[WHAT THE TASK REQUIRES]
Output every entry exactly, from the first line to the last.

[EXERCISE INPUT]
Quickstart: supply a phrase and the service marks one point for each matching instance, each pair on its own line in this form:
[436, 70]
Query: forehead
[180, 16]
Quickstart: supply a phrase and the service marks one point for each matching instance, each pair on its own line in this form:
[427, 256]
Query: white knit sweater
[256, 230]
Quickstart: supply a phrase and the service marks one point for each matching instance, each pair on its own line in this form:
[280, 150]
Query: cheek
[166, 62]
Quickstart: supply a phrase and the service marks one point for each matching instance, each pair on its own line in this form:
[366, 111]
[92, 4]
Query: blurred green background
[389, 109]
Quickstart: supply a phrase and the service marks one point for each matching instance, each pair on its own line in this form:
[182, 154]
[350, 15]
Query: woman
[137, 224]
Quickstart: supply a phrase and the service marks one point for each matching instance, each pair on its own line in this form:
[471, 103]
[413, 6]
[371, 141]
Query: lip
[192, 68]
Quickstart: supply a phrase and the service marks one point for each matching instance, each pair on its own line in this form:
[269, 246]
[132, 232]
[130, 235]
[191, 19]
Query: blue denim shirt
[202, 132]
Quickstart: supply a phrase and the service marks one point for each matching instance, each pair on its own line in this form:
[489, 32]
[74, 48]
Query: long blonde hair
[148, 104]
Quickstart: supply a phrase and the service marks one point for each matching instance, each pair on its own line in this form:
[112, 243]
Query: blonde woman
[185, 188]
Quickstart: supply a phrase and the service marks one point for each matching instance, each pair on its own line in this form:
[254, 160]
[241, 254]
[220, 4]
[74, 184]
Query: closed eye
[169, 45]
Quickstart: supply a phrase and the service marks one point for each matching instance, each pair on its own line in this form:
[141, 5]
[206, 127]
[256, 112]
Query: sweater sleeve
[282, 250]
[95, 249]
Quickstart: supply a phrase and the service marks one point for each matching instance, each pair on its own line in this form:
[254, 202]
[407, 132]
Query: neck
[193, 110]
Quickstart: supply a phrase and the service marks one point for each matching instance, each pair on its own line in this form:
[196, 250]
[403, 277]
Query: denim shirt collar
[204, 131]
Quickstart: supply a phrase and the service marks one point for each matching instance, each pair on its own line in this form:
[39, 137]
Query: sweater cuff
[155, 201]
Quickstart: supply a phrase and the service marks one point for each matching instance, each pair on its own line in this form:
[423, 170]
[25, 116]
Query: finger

[EXERCISE SOLUTION]
Quickstart: supply a phrase and the service marks one point for each matching instance, each pair on its own line in this form:
[436, 70]
Query: forehead
[180, 16]
Quickstart: supply a phrase and the service marks one point for each matching instance, each pair on its own line in this form:
[427, 256]
Query: white knit sweater
[256, 230]
Quickstart: supply a phrase and the service marks one point for each matching instance, each pair on its own line in this form:
[280, 150]
Query: cheek
[166, 62]
Quickstart: supply a phrase and the service marks one point for each matching instance, each pair on its own line in this form:
[366, 111]
[92, 4]
Query: blurred green background
[389, 109]
Quickstart: supply a phrase and the service marks one point for each matching instance, each pair on its own line in this form:
[182, 154]
[350, 15]
Query: woman
[137, 224]
Quickstart: supply a phrase and the service marks one point for each matching instance, each pair on its own line in this form:
[471, 103]
[413, 6]
[371, 141]
Query: lip
[192, 68]
Quickstart: supply a phrase and the service marks one point for each matching instance, each pair on its own line in this form:
[269, 246]
[132, 232]
[130, 235]
[191, 19]
Query: blue denim shirt
[202, 132]
Quickstart: supply a phrase and the service marks one point for each matching instance, each pair on its own line in this form:
[489, 32]
[74, 48]
Query: long blonde hair
[148, 104]
Quickstart: supply a phrase and the service marks one point for each matching instance, each pair on its own line in this form:
[112, 243]
Query: blonde woman
[185, 188]
Quickstart: supply a phrase and the service marks one point for each matching instance, each pair on its own line in this form:
[254, 160]
[241, 254]
[220, 4]
[74, 184]
Query: closed eye
[169, 45]
Quickstart: supply a phrase and the service marks one point for each matching instance, each pair on its own line in this form:
[141, 5]
[206, 127]
[256, 112]
Query: sweater sleeve
[282, 250]
[95, 249]
Quickstart: supply a phrase and the service marks one point for each matching instance, each pair on its own line in this form:
[254, 202]
[407, 132]
Query: neck
[193, 110]
Quickstart: supply a phrase and the service marks one point for each matching instance, each pair on its own line in this form:
[196, 250]
[403, 277]
Query: denim shirt collar
[204, 131]
Quickstart: supply a phrase and the service marks one point for each matching instance, each pair on its own line in this form:
[39, 137]
Query: sweater cuff
[155, 201]
Quickstart: supply a phrase and the service marks one point for each matching instance, each pair on its own line in this form:
[423, 170]
[25, 116]
Query: finger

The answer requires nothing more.